- _GIVEN TASK_:
Copy each of the entries below word for word, with nothing changed.

- _INPUT FOR THIS TASK_:
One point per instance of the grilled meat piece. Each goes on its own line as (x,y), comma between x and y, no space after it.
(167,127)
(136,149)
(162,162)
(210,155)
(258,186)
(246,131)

- _ANSWER FOR THIS EXERCISE_:
One point per instance of the grilled meat piece. Each goes on its own line as (x,y), comma between x and y, no space after it.
(167,127)
(136,149)
(162,162)
(210,155)
(258,186)
(246,131)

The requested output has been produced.